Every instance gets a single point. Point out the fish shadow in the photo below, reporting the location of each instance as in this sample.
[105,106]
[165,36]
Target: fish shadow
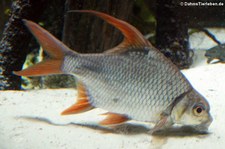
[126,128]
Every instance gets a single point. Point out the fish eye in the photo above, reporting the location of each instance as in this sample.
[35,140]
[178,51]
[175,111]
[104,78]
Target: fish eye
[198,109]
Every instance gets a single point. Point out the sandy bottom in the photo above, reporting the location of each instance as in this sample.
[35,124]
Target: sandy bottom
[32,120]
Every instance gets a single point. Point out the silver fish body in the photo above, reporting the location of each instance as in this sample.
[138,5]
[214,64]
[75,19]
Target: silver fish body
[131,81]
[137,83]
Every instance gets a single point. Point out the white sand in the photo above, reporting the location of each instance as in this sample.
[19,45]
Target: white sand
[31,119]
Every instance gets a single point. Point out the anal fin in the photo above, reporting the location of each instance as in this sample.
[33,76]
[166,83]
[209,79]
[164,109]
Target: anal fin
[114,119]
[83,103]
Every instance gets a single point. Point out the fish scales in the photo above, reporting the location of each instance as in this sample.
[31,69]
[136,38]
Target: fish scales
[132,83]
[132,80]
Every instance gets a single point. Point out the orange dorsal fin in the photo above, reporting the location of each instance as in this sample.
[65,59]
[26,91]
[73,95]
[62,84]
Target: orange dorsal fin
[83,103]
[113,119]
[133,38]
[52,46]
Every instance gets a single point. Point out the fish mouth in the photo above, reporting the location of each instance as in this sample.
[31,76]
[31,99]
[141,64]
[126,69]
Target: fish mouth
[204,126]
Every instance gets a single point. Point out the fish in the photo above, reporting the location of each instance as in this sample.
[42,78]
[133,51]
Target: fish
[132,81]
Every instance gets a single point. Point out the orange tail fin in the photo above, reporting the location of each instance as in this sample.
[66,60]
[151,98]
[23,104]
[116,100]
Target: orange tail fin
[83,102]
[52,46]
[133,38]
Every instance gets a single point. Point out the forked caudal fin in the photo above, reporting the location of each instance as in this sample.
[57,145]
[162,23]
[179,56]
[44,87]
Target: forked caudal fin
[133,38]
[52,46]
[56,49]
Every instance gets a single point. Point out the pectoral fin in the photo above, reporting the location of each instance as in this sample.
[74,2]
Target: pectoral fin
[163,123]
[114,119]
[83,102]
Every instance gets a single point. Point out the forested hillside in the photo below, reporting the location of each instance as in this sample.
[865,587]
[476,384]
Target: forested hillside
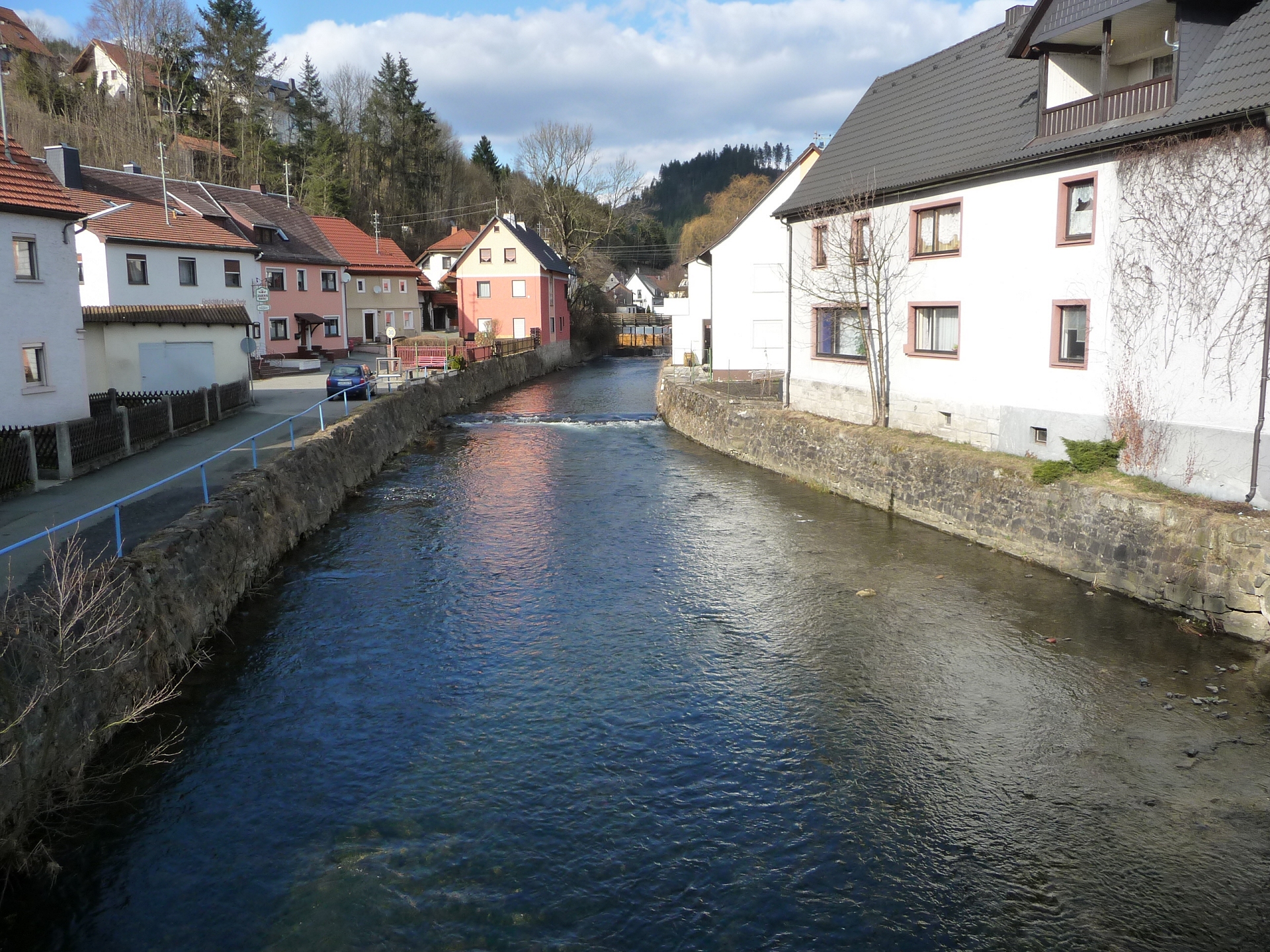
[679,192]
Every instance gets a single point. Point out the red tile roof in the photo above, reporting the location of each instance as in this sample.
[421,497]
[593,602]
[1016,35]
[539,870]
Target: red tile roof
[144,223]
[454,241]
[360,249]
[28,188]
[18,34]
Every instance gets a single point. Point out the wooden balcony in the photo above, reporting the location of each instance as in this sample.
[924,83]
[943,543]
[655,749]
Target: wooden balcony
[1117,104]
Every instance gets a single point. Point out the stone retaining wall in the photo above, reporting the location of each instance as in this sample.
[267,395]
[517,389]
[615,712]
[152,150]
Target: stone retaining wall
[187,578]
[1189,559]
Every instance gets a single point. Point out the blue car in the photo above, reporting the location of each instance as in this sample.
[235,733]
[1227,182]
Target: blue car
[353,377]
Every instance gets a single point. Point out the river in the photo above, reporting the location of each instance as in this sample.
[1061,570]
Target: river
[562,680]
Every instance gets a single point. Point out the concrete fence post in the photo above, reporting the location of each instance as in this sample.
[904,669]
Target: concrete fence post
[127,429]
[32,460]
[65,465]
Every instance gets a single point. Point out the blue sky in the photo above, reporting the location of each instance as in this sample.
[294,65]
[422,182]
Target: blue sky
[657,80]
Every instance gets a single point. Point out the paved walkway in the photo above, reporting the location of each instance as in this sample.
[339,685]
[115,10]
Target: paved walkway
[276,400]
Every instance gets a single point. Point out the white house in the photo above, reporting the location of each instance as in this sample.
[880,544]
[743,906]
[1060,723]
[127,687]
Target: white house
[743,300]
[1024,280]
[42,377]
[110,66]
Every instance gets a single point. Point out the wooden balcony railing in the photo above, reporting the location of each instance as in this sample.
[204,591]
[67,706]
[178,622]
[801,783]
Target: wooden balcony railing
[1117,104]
::::::::
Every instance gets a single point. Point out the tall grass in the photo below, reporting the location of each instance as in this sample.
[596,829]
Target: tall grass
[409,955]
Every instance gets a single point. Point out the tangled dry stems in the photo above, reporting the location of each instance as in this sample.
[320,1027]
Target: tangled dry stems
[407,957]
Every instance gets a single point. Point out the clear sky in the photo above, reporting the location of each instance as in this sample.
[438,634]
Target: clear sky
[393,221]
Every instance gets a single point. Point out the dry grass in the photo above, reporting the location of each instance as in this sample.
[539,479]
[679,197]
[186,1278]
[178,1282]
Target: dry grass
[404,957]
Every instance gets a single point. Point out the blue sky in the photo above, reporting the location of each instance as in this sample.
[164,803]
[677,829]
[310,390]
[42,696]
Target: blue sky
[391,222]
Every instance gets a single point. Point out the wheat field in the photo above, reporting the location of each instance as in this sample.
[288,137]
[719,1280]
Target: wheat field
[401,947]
::::::::
- REQUIRED TASK
Return each line from both blocks of rows above that contains the string "below", treating uppercase and lowercase as distinct.

- TASK RESPONSE
Every instance gets a single point. Point out the fish shadow in the photo below, reporting the location of each instance as in this sample.
Every instance gets a single point. Point out the forested hillside in the photo below, reporting the location of each instance as in this sample.
Every instance gets a single point. Point out the tall grass in the photo below, reporting the location of each instance as in this sample.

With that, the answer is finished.